From the records beneath, determine how many lines contain "shorts" and report only that figure.

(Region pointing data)
- - -
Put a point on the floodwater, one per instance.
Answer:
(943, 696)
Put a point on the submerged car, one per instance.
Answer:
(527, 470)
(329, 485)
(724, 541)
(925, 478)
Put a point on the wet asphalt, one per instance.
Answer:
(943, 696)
- - -
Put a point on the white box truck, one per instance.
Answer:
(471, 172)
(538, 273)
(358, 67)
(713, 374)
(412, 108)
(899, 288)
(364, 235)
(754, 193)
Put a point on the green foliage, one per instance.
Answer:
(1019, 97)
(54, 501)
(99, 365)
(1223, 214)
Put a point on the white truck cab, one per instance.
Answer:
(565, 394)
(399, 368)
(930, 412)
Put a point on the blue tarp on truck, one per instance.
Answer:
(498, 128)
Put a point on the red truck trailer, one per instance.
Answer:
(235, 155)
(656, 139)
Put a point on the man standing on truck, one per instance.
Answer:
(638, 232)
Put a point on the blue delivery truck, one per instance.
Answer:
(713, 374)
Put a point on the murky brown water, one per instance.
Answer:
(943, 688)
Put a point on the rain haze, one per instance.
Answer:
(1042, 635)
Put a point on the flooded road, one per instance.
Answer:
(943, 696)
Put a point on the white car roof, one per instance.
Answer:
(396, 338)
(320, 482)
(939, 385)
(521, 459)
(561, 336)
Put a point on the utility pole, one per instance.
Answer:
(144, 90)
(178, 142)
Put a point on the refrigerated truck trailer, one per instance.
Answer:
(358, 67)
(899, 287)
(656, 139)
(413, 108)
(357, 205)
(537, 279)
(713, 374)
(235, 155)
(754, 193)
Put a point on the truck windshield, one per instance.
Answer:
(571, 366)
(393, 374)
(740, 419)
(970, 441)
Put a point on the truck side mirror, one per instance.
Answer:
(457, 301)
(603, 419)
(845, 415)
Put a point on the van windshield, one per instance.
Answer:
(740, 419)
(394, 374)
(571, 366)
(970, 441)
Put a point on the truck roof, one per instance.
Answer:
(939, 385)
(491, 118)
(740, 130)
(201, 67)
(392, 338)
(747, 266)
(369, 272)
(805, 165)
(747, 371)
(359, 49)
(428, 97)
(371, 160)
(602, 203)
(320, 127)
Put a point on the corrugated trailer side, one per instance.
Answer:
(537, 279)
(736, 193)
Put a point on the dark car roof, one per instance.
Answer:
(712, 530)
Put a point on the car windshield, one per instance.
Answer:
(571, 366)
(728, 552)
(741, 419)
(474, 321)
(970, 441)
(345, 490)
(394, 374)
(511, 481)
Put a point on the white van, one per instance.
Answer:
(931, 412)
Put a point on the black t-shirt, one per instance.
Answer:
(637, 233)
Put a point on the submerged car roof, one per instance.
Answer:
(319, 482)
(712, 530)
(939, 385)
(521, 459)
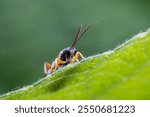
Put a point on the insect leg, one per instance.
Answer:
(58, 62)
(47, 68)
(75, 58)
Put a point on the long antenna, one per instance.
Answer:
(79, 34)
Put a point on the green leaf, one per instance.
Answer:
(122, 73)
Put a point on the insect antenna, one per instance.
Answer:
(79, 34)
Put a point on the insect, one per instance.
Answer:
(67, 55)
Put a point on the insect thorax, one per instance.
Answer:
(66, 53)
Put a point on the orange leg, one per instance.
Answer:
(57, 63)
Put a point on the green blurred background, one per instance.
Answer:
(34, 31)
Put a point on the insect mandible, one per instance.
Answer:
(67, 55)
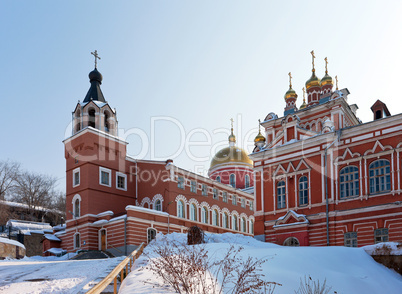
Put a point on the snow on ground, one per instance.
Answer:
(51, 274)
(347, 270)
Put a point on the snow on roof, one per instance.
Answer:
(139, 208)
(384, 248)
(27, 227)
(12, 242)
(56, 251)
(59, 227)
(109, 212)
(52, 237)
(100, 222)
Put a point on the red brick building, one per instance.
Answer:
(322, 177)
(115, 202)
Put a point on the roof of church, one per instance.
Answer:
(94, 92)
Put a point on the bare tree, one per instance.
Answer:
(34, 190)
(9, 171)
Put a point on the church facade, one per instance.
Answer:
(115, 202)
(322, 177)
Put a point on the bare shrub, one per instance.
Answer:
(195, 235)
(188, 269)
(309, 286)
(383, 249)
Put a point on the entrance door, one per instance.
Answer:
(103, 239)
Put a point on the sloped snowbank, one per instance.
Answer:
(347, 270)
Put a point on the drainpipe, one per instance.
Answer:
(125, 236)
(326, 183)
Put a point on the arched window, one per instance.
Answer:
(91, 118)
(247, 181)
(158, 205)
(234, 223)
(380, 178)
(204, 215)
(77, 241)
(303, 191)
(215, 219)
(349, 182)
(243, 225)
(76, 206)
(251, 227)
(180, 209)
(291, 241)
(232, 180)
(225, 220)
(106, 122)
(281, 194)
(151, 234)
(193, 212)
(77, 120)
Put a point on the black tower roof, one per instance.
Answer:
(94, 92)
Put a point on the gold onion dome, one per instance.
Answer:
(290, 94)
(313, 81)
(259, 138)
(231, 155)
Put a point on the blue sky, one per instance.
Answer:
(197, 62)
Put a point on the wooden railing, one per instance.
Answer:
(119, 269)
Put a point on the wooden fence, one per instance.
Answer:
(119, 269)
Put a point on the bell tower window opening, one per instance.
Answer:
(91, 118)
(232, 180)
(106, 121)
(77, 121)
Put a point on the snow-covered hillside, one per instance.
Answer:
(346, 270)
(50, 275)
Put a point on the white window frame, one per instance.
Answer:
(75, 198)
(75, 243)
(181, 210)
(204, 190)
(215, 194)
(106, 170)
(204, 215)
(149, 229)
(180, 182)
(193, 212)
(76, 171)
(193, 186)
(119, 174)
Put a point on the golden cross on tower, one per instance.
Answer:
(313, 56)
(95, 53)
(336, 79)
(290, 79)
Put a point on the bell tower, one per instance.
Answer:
- - -
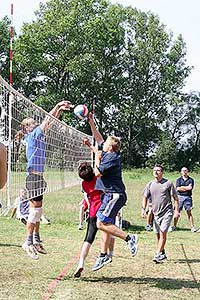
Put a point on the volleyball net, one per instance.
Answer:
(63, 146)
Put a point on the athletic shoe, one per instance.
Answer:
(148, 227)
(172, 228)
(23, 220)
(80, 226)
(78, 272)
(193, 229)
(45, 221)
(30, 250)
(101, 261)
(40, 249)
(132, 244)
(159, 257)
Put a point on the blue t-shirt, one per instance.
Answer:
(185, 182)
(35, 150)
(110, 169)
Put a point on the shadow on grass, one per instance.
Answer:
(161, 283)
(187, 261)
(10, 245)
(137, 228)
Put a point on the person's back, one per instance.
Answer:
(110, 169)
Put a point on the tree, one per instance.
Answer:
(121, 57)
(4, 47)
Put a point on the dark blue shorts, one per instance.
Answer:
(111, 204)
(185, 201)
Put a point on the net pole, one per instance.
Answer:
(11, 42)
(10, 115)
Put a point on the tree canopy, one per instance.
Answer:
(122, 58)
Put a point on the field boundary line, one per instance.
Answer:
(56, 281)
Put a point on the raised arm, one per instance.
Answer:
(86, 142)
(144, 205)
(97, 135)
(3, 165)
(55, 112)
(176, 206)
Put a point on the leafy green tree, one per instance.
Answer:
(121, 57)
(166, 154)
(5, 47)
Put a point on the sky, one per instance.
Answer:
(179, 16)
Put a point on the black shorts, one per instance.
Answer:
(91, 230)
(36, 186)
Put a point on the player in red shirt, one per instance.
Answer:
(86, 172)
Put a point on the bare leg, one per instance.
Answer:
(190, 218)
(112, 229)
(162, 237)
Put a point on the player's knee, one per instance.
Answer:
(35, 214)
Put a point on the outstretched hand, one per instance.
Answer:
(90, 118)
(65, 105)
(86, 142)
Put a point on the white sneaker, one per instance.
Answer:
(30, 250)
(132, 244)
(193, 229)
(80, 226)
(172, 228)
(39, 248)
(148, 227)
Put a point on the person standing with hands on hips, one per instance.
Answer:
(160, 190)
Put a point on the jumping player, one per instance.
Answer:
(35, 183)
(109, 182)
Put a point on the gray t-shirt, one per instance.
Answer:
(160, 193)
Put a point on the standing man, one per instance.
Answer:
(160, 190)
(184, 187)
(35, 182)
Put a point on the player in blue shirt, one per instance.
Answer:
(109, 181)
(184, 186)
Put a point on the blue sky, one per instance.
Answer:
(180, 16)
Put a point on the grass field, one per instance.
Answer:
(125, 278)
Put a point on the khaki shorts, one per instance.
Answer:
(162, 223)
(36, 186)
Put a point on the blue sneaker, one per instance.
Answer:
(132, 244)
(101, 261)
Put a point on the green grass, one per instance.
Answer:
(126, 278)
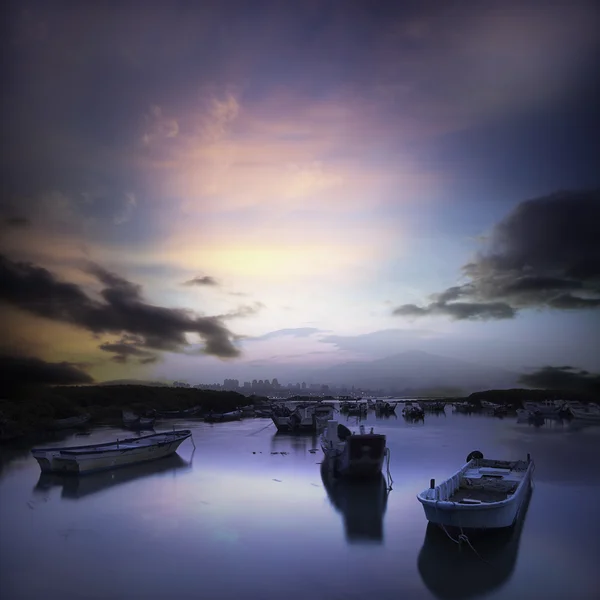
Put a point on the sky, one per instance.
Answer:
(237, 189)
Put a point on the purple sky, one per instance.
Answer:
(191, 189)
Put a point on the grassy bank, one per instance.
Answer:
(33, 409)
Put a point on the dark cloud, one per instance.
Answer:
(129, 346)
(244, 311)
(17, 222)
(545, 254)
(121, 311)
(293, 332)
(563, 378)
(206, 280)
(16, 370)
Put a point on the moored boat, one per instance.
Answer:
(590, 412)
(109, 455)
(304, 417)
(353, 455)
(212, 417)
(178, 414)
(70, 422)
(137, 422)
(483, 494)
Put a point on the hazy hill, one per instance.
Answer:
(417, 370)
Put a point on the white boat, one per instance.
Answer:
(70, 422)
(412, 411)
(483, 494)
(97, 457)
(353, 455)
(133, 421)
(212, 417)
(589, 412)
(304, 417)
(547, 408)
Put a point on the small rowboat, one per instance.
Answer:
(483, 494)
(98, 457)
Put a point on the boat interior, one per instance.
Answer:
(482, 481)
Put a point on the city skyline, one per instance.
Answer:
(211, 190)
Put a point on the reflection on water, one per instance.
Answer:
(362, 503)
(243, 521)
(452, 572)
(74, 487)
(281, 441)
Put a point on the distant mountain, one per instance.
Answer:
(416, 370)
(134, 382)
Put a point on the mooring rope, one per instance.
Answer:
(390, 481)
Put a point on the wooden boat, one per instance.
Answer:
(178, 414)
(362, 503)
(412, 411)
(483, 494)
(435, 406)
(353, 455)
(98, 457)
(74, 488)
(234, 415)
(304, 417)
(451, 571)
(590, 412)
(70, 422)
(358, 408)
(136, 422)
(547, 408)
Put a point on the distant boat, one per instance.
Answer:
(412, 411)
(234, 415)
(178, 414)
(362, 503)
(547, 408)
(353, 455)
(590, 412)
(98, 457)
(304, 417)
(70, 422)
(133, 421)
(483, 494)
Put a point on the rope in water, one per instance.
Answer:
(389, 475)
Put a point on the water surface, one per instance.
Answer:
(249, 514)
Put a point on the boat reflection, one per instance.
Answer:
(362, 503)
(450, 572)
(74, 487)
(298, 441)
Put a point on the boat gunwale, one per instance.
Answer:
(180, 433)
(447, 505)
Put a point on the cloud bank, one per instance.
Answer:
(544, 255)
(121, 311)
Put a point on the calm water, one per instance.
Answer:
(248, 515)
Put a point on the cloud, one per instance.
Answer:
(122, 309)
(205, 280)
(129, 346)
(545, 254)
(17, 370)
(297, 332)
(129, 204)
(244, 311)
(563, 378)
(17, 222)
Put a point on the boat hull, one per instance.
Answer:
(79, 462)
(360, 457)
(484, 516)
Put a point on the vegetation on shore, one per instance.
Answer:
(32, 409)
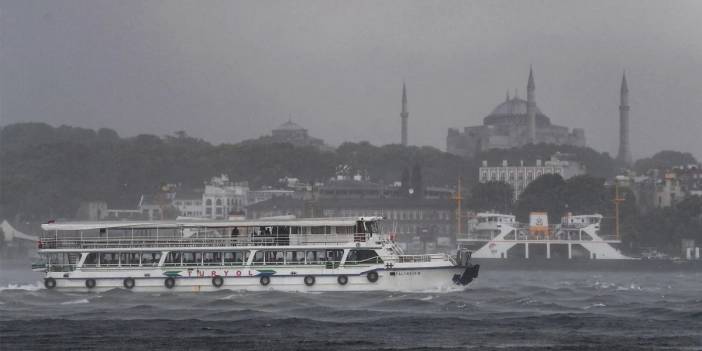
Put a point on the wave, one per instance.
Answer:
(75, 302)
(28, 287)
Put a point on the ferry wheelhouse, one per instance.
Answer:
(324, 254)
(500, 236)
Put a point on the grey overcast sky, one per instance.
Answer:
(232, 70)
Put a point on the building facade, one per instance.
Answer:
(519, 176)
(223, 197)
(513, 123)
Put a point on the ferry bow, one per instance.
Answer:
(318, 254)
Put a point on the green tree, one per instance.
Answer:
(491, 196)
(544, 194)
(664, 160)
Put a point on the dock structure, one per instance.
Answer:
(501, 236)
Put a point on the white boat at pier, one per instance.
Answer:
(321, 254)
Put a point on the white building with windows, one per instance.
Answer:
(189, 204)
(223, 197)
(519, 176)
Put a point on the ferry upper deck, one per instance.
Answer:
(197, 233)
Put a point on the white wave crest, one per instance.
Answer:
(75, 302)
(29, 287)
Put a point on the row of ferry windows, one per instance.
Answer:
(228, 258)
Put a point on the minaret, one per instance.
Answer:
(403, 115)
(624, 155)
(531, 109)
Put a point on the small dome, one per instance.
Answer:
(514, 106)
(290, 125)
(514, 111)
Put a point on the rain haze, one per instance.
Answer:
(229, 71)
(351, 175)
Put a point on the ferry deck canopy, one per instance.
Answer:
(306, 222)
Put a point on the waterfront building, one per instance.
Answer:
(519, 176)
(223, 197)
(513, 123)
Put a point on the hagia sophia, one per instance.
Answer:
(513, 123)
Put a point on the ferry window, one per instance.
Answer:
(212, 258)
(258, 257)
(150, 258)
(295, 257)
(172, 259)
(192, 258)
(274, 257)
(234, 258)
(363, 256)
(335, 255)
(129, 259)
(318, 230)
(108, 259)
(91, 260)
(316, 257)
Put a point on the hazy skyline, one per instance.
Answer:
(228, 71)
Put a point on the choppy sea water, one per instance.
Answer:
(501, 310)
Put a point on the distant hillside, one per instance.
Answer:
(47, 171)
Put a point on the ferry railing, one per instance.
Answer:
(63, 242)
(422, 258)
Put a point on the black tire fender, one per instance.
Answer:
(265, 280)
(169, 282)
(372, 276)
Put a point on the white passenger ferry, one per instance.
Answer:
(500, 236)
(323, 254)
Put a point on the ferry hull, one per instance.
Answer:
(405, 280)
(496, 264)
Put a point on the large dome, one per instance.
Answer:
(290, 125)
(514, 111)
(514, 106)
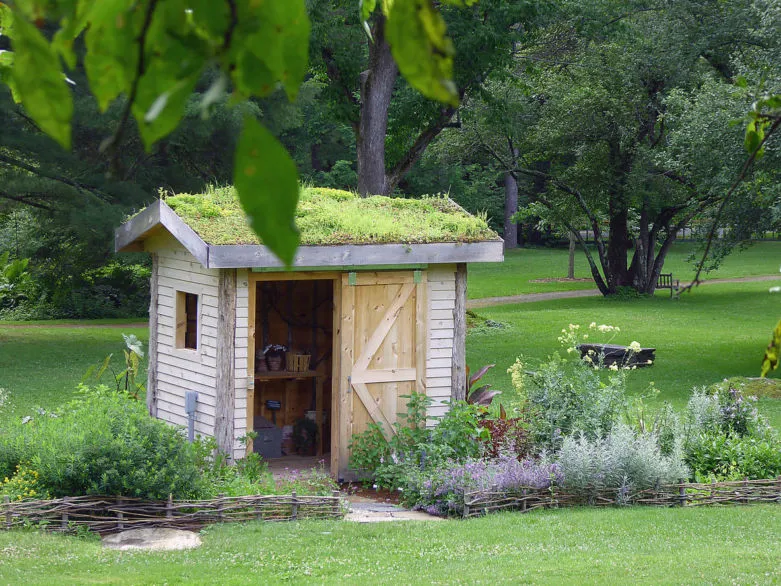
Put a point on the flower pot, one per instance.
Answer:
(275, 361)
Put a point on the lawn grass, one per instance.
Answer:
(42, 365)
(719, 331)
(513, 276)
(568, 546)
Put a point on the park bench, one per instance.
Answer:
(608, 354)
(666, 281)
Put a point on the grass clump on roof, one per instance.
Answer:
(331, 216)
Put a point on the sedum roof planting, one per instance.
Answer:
- - -
Written reply:
3